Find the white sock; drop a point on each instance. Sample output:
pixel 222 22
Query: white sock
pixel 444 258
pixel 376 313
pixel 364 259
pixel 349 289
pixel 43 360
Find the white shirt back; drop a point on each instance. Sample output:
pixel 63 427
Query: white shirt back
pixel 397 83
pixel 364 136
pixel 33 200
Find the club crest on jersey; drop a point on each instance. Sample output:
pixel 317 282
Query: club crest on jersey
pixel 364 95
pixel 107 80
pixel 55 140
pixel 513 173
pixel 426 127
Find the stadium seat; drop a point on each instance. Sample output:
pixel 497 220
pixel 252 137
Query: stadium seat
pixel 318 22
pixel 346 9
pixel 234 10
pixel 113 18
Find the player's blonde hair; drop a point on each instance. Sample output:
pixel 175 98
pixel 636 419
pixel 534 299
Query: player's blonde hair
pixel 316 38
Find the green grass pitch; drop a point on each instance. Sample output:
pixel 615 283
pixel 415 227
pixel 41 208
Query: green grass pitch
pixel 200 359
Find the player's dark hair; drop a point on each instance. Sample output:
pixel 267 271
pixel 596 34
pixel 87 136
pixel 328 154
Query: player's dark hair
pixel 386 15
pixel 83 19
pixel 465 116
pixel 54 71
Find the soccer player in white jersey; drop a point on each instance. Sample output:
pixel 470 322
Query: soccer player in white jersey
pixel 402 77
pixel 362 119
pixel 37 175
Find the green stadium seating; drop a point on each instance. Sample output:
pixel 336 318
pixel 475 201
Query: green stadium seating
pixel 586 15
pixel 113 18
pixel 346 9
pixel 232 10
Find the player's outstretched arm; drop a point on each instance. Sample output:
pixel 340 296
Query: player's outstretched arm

********************

_REQUEST_:
Could you copy all of the material above word for word, keeping every line unchanged and in the same order?

_RESPONSE TO THIS TASK_:
Find the white sock; drop a point on each instance. Sample output:
pixel 222 22
Query: white sock
pixel 444 258
pixel 376 313
pixel 364 259
pixel 349 289
pixel 43 360
Find the white shirt back; drop a point on each instance. Sample output:
pixel 63 427
Query: white shirt back
pixel 397 83
pixel 364 136
pixel 33 200
Find the club crest on jersey; drop a point on each instance. Sample output:
pixel 317 282
Query: club crest on jersey
pixel 364 95
pixel 107 80
pixel 55 140
pixel 513 173
pixel 426 127
Find the stadium seat; drop a point on each instance. Sample output:
pixel 497 220
pixel 252 137
Query: stadium seat
pixel 318 22
pixel 346 9
pixel 234 10
pixel 113 18
Find the player's blonde hair; drop a point on each instance. Sample output:
pixel 175 98
pixel 636 419
pixel 534 299
Query: player's blonde hair
pixel 316 38
Find the green grass pitch; drop a point on each instance. Sample output:
pixel 615 283
pixel 415 227
pixel 41 208
Query: green grass pitch
pixel 200 359
Find the player's dark hair; drop a point on each instance. Sample output:
pixel 267 271
pixel 596 34
pixel 87 136
pixel 328 154
Query: player's dark hair
pixel 386 15
pixel 83 19
pixel 465 116
pixel 54 71
Find the soccer player in white jersey; drop a point on each instance. Sample output:
pixel 470 322
Query: soccer player in white jersey
pixel 402 77
pixel 362 119
pixel 37 175
Find the green stadium seating; drop a point on each instance. Sample output:
pixel 336 318
pixel 475 201
Query: green stadium seating
pixel 586 15
pixel 113 18
pixel 346 9
pixel 232 10
Find the player's outstretched arm; drop a point on each instance. Sample output:
pixel 340 296
Query: player's outstretched arm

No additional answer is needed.